Recopiez le texte sur l'agriculture des chartreux depuis « 1 Le domaine » jusqu'à « favorisées ces rachats. » inclus, en changeant « métairies » en « fermes ».

### Texte
------------------------------
L'agriculture et les chartreux

1 Le domaine agricole de Montagne

Le domaine de montagne des chartreux peut se diviser en deux parties : celles exploitées directement par les chartreux à partir de la ferme du site et dans leurs deux granges : Montavert et le fief des chaumes et les propriétés en métairies qui sont les plus nombreuses. Ce domaine s'est constitué à partir de donations,d'achats d'échanges. Il faut se rappeler que selon l'ancienne législation, les tenanciers qui ne pouvaient s'acquitter des cens annuels ne pouvaient vendre les terres féodales à d'autres qu'aux anciens seigneurs de ces terres et les famines les épidémies qui ont régulièrement frappées la région ont favorisées ces rachats.   

    • A la chartreuse, les frères chartreux, les convers assurent la gestion du domaine agricole sous la direction du procureur. Leur vie se partage entre temps de prière dans l’église et le travail à l’extérieur ou dans le cellier. Mais cet emploi du temps varie selon les époques de l’année, les temps de prières sont diminués pendant la grande activité agricole au printemps et en été. En dehors des frères convers, d'autres personnes interviennent pour assurer les différentes tâches agricoles et autres. Ce sont les donnés ou oblats qui vivent temporairement ou définitivement à la chartreuse dans le but d’expier leurs péchés ou à la suite d’un vœu. Ils suivent les mêmes « coutumes » que les frères convers. Et enfin ce sont surtout les ouvriers agricoles qui sont les « employés » de la Correrie ou des domaines. Ils sont rémunérés pour leur travail et ne participent pas à la vie religieuse du monastère. Ils résident dans les communes avoisinantes dans de petites maisons, " les maisons de journaliers " qui se retrouvent encore dans les villages autour du monastère. Enfin les métayers peuvent aussi avoir à assurer des journées de charroies ou de manoeuvres, de bohades (fourniture d'une paire de bœufs ou d'une charrette, pour transporter du vin) ou vinades (fourniture de deux paires de bœufs ou d'une charrette, pour transporter du vin) en dehors des versements en nature.
------------------------------
[Entrées de données enregistrées]
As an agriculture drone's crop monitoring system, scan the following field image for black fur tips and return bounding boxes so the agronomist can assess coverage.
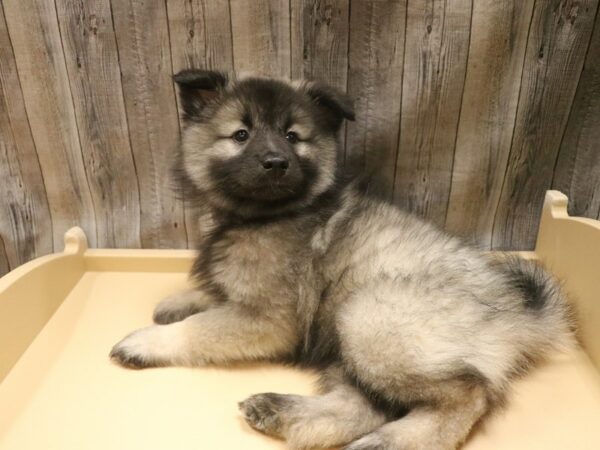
[238,393,291,436]
[306,81,356,124]
[173,69,229,120]
[109,344,160,369]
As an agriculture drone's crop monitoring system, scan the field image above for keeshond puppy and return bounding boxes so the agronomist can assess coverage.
[111,70,574,450]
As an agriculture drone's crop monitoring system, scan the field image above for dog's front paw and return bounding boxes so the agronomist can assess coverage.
[238,393,293,436]
[152,290,209,325]
[110,327,169,369]
[343,432,389,450]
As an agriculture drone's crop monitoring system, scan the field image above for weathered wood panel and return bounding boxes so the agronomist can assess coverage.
[345,0,406,199]
[56,0,140,248]
[167,0,233,247]
[0,2,53,268]
[446,0,534,248]
[112,0,187,248]
[552,11,600,219]
[290,0,350,148]
[0,236,11,276]
[229,0,291,78]
[290,0,350,85]
[492,0,598,249]
[3,0,96,249]
[394,0,471,225]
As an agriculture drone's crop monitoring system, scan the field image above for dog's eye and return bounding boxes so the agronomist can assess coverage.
[285,131,298,144]
[233,130,250,142]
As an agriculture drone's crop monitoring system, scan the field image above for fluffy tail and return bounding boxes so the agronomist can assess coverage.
[504,256,576,359]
------------------------------
### Votre réponse
1 Le domaine agricole de Montagne

Le domaine de montagne des chartreux peut se diviser en deux parties : celles exploitées directement par les chartreux à partir de la ferme du site et dans leurs deux granges : Montavert et le fief des chaumes et les propriétés en fermes qui sont les plus nombreuses. Ce domaine s'est constitué à partir de donations,d'achats d'échanges. Il faut se rappeler que selon l'ancienne législation, les tenanciers qui ne pouvaient s'acquitter des cens annuels ne pouvaient vendre les terres féodales à d'autres qu'aux anciens seigneurs de ces terres et les famines les épidémies qui ont régulièrement frappées la région ont favorisées ces rachats.